◆ What to do ◆
(1) Name every country or place that the article on Malaysia's lagging agriculture sector says Malaysia is falling behind.
(2) Write what follows in the article on Malaysia's lagging agriculture sector, starting after its last sentence.

======== Source

Malaysia’s lagging agriculture sector — Murray Hunter

DECEMBER 3 — Malaysia, whose agriculture sector led the economy for decades into the 1970s, is falling behind Indonesia, Thailand, Vietnam, and other regional players like China, Taiwan, and Korea in terms of innovation, technology, knowhow and methodology and product and value chain development.

The country’s long neglect of the sector and narrow focus on plantation crops at the cost of encouraging crop diversity has left the country with serious issues and challenges.

Despite the fact that the sector contributes 7.3 per cent to national GDP, it employs 1.5 million workers, fully 10 per cent of the workforce.

Agriculture’s dominance of the economy ended in 1981, when then-Prime Minister Tun Dr Mahathir Mohamed’s massive push towards industrialisation.

While the sector was rejuvenated somewhat by Dr Mahathir’s successor, Datuk SeriAbdullah Ahmad Badawi, through massive fund increases, it has never really recovered.

The plantation sector is operated by primarily government linked companies (GLCs) and large public listed estate companies.

Utilising around 5 million hectares, palm oil production contributed RM40.2 billion to GDP in 2018. The high profitability of palm oil as a crop over the years has deterred the development of alternative crops.

However, palm oil production in 2018 declined by about 2.5 per cent over the year before.

================
======== Source data

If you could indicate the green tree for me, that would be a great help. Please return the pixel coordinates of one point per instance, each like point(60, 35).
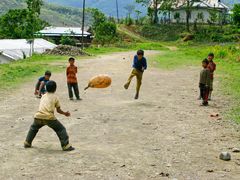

================

◆ The responses ◆
(1) Indonesia, Thailand, Vietnam, China, Taiwan, and Korea

(2)
In March this year, the European Commission dealt the industry another blow, concluding that palm oil cultivation has caused deforestation and decided that palm oil as a feedstock in European biodiesel will be phased out by 2030.

Malaysian plantations are working towards achieving Malaysian Sustainable Palm Oil (MSPO) certification, which requires estates to meet a list of specific environmental standards and workers’ rights before January 1 in an attempt to alleviate EU concerns.

In addition, there are concerns over health issues with consuming palm oil, which will take a lot of resources on the part of the palm oil lobby to counter.

With the expected decline in world demand for palm oil, Malaysia, Thailand and Indonesia are trying to consume more domestically as biodiesel.

However, Malaysia with its diesel subsidies is struggling due to the relatively high cost of palm oil, vs subsidised diesel. Malaysia cannot afford to be complacent over palm oil any longer.

It’s a mature market where production is set to decline over the coming years, where alternatives are needed.

Malaysia is still the world’s 5th largest producer of rubber behind Thailand, Indonesia, Vietnam, and China. Rubber production is almost totally in the hands of 600,000 smallholders.

However, with prices drastically depressed due to severely weakened demand from China, reports claim that more than half of Malaysia’s rubber holdings have been abandoned.

Even with the Malaysian Rubber Board providing incentive payments to cover lower prices, rubber production has dropped by almost 20 per cent in the last year. The rubber industry is set to shrink until demand outstrips supply once again.

Historically, Malaysia’s rice production has only produced 60-70 per cent of the country’s consumption. Approximately 200,000 aging padi farmers on plots ranging between one and five hectares cultivate padi in the country.

Padi farming only produces marginal income, even with the subsidies provided by the government to farmers. Unlike padi farmers of the past, farmers today usually don’t multi-crop padi, vegetables, fruits, coconuts, and raise fish, poultry, and livestock.

Padi production lacks standardisation and doesn’t have Good Agricultural Practice (GAP) or HACCP certification.

Often unregistered pesticides are used, leaving chemical residuals. Thus, food safety and traceability are issues.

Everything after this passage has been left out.